_TASK PROMPT_
Rewrite the part that opens with the line containing "Segment the car" and closes with the line containing "Provide the mask of the car roof.", changing "top-left" to "upper-left" and keeping everything else the same. Return only those lines.

** Begin EXERCISE INPUTS **

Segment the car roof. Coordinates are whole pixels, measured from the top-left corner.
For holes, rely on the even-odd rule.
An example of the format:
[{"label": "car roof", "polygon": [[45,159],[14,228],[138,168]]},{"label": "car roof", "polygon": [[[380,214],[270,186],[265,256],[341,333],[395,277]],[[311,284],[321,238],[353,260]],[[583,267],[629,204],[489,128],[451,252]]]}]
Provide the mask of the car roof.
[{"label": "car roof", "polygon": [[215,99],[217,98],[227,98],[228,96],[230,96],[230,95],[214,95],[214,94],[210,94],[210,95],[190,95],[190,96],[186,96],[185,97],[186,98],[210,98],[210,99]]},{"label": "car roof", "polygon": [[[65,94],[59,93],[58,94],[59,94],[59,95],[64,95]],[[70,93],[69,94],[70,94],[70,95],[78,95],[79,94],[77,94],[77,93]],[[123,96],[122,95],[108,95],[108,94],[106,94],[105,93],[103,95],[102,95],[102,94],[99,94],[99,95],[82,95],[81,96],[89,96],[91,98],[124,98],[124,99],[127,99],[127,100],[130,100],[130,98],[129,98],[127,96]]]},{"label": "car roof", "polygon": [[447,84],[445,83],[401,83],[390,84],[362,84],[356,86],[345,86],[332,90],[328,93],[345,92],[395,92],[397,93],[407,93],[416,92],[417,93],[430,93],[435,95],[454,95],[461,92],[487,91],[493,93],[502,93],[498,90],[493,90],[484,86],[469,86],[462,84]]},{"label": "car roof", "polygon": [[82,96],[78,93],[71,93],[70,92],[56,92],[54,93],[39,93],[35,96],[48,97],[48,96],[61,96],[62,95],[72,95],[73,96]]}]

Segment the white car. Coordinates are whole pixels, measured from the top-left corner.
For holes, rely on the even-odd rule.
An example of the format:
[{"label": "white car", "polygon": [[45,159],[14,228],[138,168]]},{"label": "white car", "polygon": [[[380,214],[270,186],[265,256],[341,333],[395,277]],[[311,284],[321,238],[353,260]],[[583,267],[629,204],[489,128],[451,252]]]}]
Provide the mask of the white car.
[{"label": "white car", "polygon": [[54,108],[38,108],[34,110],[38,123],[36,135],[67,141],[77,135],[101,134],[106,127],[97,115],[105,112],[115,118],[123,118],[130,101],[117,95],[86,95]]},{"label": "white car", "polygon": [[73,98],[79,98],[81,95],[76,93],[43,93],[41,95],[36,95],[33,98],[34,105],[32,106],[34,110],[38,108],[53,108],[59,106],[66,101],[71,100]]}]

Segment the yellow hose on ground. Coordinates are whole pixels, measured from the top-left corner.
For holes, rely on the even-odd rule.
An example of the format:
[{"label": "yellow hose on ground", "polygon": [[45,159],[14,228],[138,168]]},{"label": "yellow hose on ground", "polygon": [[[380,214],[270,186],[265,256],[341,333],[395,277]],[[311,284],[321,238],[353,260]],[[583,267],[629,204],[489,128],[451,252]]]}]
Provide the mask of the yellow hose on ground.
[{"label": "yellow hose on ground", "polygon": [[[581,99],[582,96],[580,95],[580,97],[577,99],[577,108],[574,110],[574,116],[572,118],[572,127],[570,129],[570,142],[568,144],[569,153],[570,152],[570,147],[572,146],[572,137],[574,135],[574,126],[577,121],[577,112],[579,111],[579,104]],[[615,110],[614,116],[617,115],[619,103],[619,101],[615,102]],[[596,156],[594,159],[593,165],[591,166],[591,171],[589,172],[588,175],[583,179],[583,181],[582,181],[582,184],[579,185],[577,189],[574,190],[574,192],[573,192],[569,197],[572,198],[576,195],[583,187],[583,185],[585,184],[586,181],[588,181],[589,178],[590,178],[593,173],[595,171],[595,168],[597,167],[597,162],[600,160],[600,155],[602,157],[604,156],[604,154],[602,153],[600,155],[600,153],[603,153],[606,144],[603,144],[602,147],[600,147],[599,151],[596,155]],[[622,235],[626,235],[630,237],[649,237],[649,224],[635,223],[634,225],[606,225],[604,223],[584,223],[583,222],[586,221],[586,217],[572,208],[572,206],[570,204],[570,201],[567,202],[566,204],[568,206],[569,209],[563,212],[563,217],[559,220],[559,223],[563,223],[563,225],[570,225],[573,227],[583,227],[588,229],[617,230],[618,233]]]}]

** End EXERCISE INPUTS **
** Begin EXERCISE INPUTS **

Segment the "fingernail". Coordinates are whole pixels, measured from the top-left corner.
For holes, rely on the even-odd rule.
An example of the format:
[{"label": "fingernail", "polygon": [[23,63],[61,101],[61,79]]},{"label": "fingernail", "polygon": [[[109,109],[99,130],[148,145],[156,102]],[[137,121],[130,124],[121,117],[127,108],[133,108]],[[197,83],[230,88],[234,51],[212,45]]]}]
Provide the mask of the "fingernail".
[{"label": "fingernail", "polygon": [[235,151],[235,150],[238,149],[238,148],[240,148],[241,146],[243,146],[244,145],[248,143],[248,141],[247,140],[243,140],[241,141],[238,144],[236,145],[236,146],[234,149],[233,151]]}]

** End EXERCISE INPUTS **

_ANSWER_
Segment the car roof. Coordinates are whole pixels, measured from the upper-left corner.
For holes, rely on the even-odd rule.
An example of the format:
[{"label": "car roof", "polygon": [[45,159],[14,228],[138,168]]},{"label": "car roof", "polygon": [[[380,214],[270,186],[265,256],[341,333],[395,277]],[[311,284],[321,238],[353,260]],[[583,267],[629,204],[489,128],[451,252]]]}]
Provide the mask of the car roof.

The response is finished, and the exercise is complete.